-------- TASK INPUTS --------
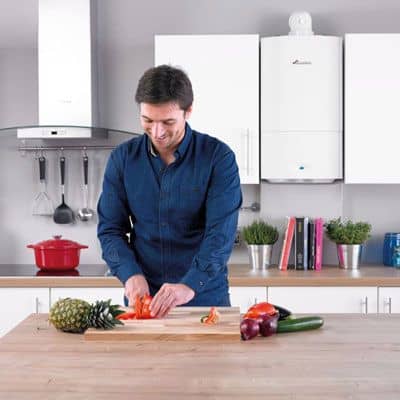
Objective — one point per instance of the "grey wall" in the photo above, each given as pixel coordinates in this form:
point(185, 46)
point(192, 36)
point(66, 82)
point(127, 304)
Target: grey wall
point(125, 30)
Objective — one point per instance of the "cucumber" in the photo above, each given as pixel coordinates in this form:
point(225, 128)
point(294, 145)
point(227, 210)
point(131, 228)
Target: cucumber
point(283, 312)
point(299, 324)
--------
-------- TASK INPUTS --------
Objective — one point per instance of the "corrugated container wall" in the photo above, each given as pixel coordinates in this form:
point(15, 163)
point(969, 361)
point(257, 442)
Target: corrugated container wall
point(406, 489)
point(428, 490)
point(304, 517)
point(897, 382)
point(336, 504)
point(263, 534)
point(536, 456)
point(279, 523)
--------
-------- TASK INPUTS --------
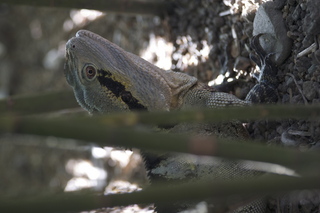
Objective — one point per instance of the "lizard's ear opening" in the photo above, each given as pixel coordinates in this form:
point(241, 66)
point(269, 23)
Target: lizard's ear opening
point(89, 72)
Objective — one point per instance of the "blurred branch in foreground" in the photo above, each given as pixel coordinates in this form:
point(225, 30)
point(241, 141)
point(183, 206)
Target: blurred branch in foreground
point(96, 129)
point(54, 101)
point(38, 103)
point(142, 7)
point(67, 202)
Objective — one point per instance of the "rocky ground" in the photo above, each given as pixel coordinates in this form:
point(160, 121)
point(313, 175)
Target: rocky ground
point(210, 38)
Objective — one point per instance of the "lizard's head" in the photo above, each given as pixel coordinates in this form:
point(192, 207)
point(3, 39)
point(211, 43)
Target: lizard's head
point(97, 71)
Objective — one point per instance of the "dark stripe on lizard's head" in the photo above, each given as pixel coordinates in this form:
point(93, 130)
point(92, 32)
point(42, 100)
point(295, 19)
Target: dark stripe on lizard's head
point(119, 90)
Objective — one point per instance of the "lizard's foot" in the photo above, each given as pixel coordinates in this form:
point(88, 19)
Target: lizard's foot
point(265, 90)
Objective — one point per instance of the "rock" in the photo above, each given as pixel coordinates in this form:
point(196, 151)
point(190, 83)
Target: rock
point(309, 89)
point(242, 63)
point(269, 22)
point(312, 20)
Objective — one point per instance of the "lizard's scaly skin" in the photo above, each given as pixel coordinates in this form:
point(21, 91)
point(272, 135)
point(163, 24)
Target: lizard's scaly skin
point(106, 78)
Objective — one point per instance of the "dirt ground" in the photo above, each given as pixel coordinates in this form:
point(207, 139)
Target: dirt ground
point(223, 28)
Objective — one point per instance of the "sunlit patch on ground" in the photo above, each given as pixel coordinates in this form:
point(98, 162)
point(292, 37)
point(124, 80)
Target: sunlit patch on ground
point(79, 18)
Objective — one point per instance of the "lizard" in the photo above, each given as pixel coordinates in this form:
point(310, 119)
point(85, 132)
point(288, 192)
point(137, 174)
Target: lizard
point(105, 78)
--------
_TASK OBJECTIVE_: Find each line in the records above that contains the string "foot", and copy those lines out.

_SOLUTION_:
Objective — one point per instance of the "lizard's foot" in the photo above, each given as pixel coordinates in this form:
Target: lizard's foot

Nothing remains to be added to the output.